Count the lines in the material below that contain the string "will". Reply with the number alone.

• _Exercise data_:
* * * *
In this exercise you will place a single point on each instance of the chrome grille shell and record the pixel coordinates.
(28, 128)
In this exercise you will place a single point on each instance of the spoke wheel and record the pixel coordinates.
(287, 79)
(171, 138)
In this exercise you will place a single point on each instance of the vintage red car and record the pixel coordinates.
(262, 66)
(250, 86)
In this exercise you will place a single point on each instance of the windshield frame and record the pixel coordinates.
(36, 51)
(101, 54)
* * * *
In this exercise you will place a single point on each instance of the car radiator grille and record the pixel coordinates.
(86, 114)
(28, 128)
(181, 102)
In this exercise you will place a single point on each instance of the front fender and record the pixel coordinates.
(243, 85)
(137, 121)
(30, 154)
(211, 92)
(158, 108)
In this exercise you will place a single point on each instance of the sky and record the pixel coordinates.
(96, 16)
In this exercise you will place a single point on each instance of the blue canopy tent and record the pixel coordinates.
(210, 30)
* * * *
• _Complete answer_: 8